What to produce:
Can you reproduce the records from their start through the line containing "[[369, 519], [229, 444]]", including that line, and leave the pictures out?

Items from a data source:
◇ ◇ ◇ ◇ ◇

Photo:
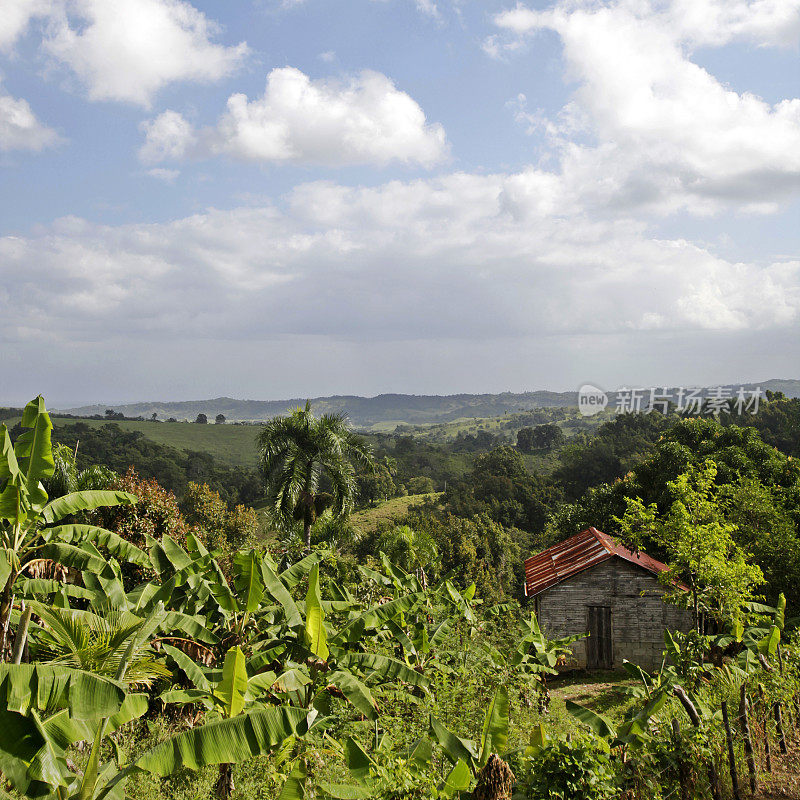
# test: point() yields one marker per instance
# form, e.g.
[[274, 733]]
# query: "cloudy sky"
[[279, 198]]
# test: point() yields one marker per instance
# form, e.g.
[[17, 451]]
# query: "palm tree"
[[300, 455], [98, 643]]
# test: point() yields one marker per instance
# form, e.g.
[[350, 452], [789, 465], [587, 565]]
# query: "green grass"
[[369, 519], [229, 444]]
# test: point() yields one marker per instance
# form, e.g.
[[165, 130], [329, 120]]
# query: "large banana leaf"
[[49, 687], [231, 690], [248, 581], [454, 747], [229, 741], [278, 591], [374, 618], [495, 725], [382, 668], [458, 779], [597, 722], [193, 671], [133, 707], [34, 451], [11, 498], [293, 575], [118, 547], [315, 634], [356, 692], [71, 556], [295, 786], [43, 587], [81, 501]]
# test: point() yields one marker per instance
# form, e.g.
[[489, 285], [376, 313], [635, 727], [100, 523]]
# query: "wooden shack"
[[590, 584]]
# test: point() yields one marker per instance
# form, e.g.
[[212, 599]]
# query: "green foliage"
[[542, 437], [567, 769], [700, 545], [173, 462], [308, 466]]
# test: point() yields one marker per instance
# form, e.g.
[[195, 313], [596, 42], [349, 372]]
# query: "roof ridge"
[[600, 536]]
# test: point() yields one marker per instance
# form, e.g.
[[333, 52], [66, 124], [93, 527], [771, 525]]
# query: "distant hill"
[[384, 410]]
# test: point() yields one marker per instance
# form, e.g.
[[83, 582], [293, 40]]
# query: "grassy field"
[[230, 444], [369, 519], [235, 444]]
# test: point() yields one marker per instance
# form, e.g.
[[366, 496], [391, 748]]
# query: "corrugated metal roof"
[[579, 552]]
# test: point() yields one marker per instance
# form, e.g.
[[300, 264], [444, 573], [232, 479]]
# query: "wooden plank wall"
[[638, 620]]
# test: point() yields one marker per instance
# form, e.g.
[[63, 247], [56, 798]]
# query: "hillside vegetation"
[[383, 410]]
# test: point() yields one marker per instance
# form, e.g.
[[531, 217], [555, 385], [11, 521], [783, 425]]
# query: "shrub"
[[567, 770]]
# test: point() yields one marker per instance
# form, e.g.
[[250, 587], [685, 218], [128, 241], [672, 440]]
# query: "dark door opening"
[[598, 646]]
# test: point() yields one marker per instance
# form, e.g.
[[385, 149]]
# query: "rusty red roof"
[[581, 551]]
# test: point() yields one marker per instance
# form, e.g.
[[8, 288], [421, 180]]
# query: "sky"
[[283, 198]]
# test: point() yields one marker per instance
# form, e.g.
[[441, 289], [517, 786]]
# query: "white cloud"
[[364, 119], [167, 137], [129, 49], [19, 128], [456, 257], [166, 175], [668, 135], [15, 15]]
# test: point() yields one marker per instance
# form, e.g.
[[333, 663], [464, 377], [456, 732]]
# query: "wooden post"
[[744, 722], [683, 770], [713, 777], [765, 709], [731, 752], [779, 728], [22, 634]]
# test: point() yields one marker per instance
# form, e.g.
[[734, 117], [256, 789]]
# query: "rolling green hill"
[[229, 444], [384, 411]]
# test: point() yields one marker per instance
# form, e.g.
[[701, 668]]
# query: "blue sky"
[[271, 199]]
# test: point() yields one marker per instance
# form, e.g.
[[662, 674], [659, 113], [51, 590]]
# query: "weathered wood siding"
[[639, 616]]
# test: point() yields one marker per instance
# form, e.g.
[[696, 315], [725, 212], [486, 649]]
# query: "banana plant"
[[28, 517], [45, 709], [493, 739], [387, 771], [421, 633], [303, 661]]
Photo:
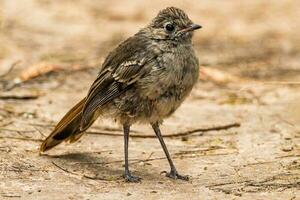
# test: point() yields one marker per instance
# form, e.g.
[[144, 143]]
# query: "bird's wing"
[[123, 67]]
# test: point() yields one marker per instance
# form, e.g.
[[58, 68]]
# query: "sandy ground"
[[256, 41]]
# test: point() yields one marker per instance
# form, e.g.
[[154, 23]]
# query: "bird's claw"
[[174, 175], [132, 179]]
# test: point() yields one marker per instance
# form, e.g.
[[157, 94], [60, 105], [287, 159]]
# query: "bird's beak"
[[191, 28]]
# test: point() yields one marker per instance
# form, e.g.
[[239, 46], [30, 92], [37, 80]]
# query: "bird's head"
[[172, 24]]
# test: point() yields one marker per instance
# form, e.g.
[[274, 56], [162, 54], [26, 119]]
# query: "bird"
[[143, 80]]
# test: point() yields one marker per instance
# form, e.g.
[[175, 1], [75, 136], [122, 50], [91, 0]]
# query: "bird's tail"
[[68, 129]]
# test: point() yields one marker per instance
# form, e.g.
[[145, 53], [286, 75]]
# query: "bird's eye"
[[169, 27]]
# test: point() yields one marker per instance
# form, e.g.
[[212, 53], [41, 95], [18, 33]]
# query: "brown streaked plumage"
[[144, 80]]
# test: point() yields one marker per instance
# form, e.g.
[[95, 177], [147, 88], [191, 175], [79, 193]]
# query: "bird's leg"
[[127, 175], [173, 173]]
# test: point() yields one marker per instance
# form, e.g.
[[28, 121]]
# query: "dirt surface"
[[256, 44]]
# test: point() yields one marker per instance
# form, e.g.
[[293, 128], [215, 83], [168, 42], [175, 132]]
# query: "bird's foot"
[[174, 175], [133, 179]]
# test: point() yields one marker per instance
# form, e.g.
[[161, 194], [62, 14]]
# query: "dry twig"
[[180, 134]]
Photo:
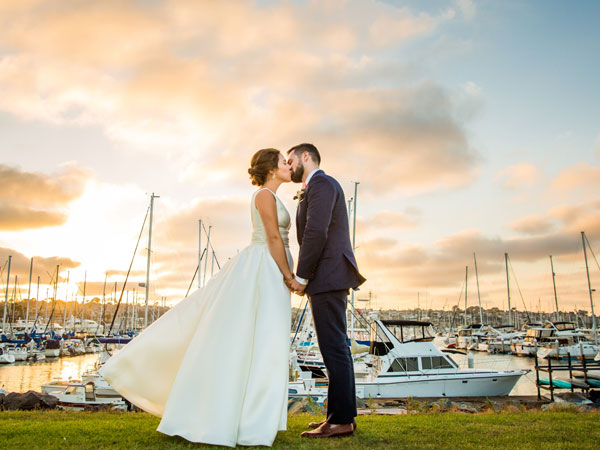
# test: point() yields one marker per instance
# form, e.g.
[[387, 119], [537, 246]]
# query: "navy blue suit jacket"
[[326, 258]]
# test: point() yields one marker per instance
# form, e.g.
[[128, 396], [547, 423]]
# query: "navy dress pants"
[[329, 316]]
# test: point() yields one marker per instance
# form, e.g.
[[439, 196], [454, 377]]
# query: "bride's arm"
[[267, 209]]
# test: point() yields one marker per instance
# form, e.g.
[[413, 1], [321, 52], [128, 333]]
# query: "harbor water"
[[24, 376]]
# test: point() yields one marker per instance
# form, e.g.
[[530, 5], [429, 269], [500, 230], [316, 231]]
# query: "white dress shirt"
[[298, 279]]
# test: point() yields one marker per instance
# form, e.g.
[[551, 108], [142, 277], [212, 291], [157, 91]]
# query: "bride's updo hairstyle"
[[262, 163]]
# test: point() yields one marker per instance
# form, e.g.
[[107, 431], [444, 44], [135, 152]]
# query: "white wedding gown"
[[215, 366]]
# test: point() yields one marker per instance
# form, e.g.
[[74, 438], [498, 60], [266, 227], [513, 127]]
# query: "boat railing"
[[572, 383]]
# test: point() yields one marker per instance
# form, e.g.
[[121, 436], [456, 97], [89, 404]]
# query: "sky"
[[471, 128]]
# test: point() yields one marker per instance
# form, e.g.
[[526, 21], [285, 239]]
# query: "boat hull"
[[484, 385]]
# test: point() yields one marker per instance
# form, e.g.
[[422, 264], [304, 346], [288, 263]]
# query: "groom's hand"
[[297, 287]]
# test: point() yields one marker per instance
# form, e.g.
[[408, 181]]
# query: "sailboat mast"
[[587, 269], [356, 183], [29, 293], [466, 278], [554, 284], [6, 296], [66, 302], [152, 197], [206, 254], [478, 293], [508, 288], [199, 254]]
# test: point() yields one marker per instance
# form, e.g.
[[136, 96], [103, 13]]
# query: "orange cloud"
[[45, 267], [581, 177], [34, 200], [533, 224], [518, 176]]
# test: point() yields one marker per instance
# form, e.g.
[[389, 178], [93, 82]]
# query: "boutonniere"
[[300, 195]]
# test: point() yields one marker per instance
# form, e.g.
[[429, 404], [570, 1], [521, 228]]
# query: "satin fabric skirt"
[[215, 366]]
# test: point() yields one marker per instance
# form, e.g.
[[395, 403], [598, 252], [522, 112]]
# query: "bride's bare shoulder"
[[264, 198]]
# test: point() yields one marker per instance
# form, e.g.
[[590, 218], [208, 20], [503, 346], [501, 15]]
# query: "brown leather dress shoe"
[[314, 425], [327, 430]]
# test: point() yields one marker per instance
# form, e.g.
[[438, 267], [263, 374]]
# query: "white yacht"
[[405, 363], [76, 396], [529, 344], [5, 357], [412, 366]]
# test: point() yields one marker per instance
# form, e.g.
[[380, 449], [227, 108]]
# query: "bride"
[[215, 366]]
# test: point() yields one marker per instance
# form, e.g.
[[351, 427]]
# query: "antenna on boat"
[[587, 269], [478, 293], [466, 284], [356, 183], [6, 296], [152, 197], [554, 284], [508, 288]]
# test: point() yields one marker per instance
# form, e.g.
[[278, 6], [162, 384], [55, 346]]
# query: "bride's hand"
[[288, 282]]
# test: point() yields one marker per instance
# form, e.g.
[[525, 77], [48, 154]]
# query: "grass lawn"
[[119, 430]]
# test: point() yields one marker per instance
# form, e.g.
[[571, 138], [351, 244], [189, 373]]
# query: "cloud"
[[398, 270], [200, 82], [518, 176], [385, 220], [533, 224], [467, 8], [34, 200], [581, 177], [44, 267], [15, 218]]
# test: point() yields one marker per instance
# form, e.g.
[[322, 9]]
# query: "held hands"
[[294, 286]]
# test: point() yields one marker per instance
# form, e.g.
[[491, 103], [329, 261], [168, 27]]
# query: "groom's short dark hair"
[[308, 148]]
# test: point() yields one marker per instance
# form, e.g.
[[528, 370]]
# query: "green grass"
[[114, 430]]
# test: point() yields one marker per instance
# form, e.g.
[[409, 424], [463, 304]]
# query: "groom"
[[326, 271]]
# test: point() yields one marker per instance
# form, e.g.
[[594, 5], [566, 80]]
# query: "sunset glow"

◇ ◇ ◇ ◇ ◇

Response to the exercise:
Photo:
# test: point() yields one marker per instance
# form, e.g.
[[274, 733]]
# query: "cloudy sky"
[[279, 198]]
# test: point() yields one marker per instance
# form, e.g.
[[17, 451]]
# query: "palm tree"
[[300, 455], [98, 643]]
# test: point() yields one marker per instance
# form, e.g.
[[350, 452], [789, 465], [587, 565]]
# query: "green grass"
[[369, 519], [229, 444]]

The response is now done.